> **Records supplied**:
________________________________________
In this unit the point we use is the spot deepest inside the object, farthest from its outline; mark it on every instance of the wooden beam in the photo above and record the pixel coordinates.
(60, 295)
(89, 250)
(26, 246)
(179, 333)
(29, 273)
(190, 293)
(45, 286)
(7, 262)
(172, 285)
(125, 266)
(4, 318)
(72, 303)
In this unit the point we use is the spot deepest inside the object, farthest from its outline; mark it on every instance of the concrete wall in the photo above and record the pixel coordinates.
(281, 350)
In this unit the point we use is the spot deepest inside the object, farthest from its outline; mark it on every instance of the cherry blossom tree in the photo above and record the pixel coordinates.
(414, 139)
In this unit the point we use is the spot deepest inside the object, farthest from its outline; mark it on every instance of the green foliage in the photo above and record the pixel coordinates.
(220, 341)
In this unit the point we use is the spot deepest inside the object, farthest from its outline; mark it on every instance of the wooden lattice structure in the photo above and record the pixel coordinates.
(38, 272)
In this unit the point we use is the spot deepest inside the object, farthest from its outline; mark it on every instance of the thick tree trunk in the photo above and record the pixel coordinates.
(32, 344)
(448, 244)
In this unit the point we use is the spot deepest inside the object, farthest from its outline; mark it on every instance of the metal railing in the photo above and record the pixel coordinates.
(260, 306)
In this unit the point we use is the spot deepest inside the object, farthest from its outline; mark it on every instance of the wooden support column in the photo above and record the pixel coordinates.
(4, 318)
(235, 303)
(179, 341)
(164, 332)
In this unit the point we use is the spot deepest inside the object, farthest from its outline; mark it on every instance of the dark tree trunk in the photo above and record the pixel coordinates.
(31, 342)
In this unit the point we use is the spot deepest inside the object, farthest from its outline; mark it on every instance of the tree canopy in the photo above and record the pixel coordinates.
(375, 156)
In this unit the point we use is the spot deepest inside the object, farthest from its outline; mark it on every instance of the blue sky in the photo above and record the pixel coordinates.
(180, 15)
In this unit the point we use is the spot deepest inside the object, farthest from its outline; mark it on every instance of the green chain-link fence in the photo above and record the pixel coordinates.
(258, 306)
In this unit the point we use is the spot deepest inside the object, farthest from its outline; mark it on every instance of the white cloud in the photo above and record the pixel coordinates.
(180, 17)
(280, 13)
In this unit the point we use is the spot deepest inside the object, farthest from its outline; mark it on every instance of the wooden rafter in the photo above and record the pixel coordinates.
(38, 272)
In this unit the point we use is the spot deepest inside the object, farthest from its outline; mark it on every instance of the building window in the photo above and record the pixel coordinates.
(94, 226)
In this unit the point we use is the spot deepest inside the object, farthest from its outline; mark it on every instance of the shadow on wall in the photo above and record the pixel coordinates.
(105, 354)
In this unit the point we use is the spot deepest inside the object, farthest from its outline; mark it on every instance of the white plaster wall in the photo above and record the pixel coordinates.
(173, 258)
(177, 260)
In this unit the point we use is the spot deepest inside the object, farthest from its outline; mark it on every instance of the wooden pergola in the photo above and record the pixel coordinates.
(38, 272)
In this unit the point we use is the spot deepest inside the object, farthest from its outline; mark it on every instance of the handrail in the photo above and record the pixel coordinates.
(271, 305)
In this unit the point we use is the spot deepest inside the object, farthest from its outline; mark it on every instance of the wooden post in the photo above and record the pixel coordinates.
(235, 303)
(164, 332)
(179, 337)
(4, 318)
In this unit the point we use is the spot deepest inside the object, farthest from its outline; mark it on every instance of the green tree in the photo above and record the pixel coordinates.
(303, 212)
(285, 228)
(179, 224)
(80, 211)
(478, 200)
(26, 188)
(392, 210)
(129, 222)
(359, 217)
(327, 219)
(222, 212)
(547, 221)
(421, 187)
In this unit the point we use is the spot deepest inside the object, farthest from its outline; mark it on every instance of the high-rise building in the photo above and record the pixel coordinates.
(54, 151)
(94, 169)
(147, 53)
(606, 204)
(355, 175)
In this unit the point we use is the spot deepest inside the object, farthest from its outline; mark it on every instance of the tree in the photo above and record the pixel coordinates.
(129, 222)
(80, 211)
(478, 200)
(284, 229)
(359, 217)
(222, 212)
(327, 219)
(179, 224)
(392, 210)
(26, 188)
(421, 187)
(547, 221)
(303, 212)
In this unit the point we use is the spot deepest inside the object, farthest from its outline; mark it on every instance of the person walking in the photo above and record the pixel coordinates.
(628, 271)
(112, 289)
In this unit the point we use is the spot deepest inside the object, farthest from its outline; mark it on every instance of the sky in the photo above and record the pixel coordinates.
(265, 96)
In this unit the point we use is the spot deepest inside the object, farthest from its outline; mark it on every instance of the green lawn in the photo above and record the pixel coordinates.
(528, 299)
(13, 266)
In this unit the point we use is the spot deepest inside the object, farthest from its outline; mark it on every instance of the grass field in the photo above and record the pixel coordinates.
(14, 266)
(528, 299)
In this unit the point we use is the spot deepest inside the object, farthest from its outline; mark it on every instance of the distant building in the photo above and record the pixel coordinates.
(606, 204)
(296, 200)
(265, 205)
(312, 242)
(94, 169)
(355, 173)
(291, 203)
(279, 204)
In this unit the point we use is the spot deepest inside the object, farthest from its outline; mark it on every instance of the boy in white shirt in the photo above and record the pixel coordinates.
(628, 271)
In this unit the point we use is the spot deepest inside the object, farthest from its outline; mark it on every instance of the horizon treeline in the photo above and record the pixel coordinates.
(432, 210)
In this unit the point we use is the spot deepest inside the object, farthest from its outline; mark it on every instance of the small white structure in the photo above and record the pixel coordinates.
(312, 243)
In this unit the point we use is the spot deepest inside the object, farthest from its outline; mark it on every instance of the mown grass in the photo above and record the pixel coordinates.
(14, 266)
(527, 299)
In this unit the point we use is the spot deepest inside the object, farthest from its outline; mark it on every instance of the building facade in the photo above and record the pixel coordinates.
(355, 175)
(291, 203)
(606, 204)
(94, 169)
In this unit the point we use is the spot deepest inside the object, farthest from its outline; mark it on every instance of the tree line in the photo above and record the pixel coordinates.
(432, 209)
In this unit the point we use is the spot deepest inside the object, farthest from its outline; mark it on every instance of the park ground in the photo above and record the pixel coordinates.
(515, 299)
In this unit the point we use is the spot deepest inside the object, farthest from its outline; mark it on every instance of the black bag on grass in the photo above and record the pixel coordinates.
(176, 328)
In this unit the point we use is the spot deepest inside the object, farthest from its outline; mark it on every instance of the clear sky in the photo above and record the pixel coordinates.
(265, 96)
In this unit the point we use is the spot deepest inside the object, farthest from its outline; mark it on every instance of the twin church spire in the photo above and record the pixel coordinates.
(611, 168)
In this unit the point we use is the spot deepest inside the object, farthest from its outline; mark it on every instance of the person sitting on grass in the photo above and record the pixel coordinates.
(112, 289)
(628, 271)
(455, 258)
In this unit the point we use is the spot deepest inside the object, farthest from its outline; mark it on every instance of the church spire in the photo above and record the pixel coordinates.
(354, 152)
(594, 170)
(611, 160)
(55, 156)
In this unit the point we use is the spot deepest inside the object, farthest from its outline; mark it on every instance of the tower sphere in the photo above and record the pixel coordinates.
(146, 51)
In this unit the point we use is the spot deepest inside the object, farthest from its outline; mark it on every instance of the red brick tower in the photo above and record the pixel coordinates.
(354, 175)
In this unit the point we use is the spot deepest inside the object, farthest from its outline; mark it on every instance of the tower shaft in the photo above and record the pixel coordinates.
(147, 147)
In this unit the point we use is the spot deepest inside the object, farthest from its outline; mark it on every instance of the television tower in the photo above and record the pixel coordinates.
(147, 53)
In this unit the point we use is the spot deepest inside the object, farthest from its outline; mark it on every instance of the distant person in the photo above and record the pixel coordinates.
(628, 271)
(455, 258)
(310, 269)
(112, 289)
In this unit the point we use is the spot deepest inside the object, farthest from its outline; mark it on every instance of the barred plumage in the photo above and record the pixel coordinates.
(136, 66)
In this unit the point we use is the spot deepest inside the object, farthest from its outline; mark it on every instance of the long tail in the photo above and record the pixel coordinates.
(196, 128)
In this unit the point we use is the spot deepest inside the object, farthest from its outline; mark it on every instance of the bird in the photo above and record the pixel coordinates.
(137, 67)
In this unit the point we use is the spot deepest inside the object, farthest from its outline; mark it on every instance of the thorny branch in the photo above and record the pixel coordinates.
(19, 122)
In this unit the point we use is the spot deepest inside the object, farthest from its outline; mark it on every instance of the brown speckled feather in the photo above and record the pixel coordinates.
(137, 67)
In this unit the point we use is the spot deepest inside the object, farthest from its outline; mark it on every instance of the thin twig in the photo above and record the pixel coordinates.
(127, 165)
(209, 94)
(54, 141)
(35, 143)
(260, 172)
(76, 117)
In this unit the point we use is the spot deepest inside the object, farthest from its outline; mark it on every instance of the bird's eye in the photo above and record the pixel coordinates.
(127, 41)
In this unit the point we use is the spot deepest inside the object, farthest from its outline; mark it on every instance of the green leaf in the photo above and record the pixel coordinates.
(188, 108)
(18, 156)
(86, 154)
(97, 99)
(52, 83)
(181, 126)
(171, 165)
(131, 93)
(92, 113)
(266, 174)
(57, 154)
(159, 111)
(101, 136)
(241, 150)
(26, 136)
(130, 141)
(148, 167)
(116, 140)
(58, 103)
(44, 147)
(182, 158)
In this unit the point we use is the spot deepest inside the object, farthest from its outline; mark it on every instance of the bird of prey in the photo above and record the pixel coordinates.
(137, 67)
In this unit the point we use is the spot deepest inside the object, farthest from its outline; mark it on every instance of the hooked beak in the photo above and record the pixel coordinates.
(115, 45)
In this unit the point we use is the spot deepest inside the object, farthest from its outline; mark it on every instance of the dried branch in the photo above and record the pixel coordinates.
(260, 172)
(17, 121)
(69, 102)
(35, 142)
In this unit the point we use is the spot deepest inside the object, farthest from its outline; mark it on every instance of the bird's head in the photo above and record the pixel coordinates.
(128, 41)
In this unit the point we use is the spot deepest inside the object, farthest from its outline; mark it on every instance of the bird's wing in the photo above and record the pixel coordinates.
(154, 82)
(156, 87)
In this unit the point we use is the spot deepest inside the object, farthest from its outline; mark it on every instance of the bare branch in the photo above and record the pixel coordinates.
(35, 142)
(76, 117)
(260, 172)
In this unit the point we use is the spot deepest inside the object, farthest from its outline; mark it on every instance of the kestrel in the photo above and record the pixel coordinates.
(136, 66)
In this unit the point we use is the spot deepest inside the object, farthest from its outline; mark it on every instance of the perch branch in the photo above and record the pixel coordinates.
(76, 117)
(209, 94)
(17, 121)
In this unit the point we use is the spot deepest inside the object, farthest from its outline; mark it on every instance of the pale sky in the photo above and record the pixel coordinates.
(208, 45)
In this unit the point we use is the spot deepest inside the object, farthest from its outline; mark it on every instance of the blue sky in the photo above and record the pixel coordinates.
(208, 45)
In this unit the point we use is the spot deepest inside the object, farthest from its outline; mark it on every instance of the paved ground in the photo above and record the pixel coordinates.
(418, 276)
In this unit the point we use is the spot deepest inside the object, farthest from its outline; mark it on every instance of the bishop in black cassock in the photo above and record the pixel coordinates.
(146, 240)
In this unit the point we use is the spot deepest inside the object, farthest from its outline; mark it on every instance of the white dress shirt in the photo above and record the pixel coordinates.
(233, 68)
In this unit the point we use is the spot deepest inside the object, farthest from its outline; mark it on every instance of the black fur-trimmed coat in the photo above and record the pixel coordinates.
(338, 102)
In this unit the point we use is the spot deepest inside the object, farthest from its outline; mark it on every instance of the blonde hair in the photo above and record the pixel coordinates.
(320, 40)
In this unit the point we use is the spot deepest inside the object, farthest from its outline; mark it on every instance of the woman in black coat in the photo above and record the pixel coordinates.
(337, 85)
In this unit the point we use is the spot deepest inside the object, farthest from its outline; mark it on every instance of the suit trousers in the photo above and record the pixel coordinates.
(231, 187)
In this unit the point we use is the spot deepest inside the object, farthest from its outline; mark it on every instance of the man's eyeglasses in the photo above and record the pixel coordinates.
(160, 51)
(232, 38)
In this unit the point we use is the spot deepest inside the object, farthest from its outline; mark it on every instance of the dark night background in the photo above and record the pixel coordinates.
________________________________________
> **Problem to solve**:
Set down exactly what runs from the line with "of the blonde" to the last line of the data above, including both of those lines and no others.

> **Answer to the exercise**:
In this unit the point we use is the spot deepest inside the object, farthest from its outline; mark it on every instance of the blonde hair in the photo above and record the pixel coordinates.
(320, 40)
In this unit the point we use is the spot deepest inside the object, farthest from its outline; mark it on every instance of the woman in black coat in the photo above and record the pixel coordinates.
(337, 85)
In this unit the point we use is the spot deepest inside the object, farthest from its outline; mark it on every instance of the suit trousers in the photo above and record the pixel coordinates.
(231, 187)
In this unit the point we use is the spot deepest inside the object, farthest from its outline; mark it on every instance of the man's eyeglasses in the photo above and record the pixel coordinates.
(160, 51)
(232, 38)
In this unit the point we use is the spot deepest inside the object, farthest from its outline; mark it on every instance of the dark night background in the photo above and record the pixel coordinates.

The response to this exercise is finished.